== Segment start ==

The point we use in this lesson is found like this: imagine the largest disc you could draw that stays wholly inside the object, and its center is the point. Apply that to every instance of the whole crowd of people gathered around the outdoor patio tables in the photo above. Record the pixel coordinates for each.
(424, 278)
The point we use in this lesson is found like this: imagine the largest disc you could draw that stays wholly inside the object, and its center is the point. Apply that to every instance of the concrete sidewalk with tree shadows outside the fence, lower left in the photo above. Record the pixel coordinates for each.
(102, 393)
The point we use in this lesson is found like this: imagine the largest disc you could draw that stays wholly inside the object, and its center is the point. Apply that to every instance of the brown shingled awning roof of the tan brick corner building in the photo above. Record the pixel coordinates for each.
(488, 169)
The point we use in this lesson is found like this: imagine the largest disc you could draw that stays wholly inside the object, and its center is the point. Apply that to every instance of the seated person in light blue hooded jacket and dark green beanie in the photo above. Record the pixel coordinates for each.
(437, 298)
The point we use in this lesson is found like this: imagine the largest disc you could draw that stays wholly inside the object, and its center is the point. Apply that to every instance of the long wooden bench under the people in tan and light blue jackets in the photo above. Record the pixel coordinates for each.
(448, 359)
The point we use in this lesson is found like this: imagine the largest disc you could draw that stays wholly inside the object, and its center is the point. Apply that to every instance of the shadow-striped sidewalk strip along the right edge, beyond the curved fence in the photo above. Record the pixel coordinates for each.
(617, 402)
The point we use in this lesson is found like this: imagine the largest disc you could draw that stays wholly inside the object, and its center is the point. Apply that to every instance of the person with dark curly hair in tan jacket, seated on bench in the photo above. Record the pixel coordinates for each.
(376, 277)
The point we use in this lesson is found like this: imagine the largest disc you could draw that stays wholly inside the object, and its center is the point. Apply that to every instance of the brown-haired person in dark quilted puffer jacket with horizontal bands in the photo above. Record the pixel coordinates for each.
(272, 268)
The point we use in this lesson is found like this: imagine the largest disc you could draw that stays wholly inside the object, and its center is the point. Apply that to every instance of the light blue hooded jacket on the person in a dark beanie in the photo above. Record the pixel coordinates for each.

== Segment end ==

● **PROBLEM DESCRIPTION**
Output the records again in full. Keep every character as written.

● **FINISHED TASK**
The point we use in this lesson is found like this: imagine the largest disc you could draw that stays wholly inside the object, and its center is the point. Apply that to every instance of the whole crowd of people gathered around the outdoor patio tables in the photo above. Record the pixel coordinates for each.
(424, 278)
The point we use in this lesson is found like this: imagine the largest disc you could draw that stays wholly inside the object, and its center is the point. Apply that to every instance of the concrete sidewalk with tree shadows outside the fence, lower left in the photo above. Record the pixel coordinates for each.
(102, 393)
The point we use in this lesson is found like this: imagine the largest disc you could draw that stays wholly inside the object, and its center is the point. Apply that to every instance of the brown shingled awning roof of the tan brick corner building in the photo above. Record the pixel coordinates for each.
(488, 169)
The point we use in this lesson is found like this: imagine the largest disc you could draw that stays wholly inside the object, and its center is the point. Apply that to every instance of the seated person in light blue hooded jacket and dark green beanie in the photo above. Record the pixel coordinates for each.
(437, 298)
The point we use in this lesson is found like this: imagine the largest disc you could draw that stays wholly inside the object, and its center is the point. Apply that to every instance of the long wooden bench under the people in tan and light blue jackets in the photo above. Record the pixel coordinates for each.
(448, 359)
The point we use in this lesson is found like this: imagine the largest disc you could draw that stays wholly inside the object, and its center is the point. Apply that to every instance of the shadow-striped sidewalk strip along the right edge, beyond the curved fence in the photo above. Record the pixel coordinates for each.
(617, 402)
The point we use in this lesson is found like this: imagine the largest disc you could draw that stays wholly inside the object, and its center is the point. Apply that to every instance of the person with dark curly hair in tan jacket, seated on bench in the photo above. Record the pixel coordinates for each.
(376, 277)
The point we use in this lesson is found like this: imagine the largest disc you could draw that stays wholly inside the object, and its center is the point. Apply that to every instance of the brown-haired person in dark quilted puffer jacket with horizontal bands in the photo above. Record the pixel coordinates for each.
(272, 268)
The point we use in this lesson is found like this: imagine the largest disc you could draw that stays wholly inside the object, and its center is the point. Apply that to every instance of the light blue hooded jacket on the person in a dark beanie in the photo above. Record the pixel coordinates for each.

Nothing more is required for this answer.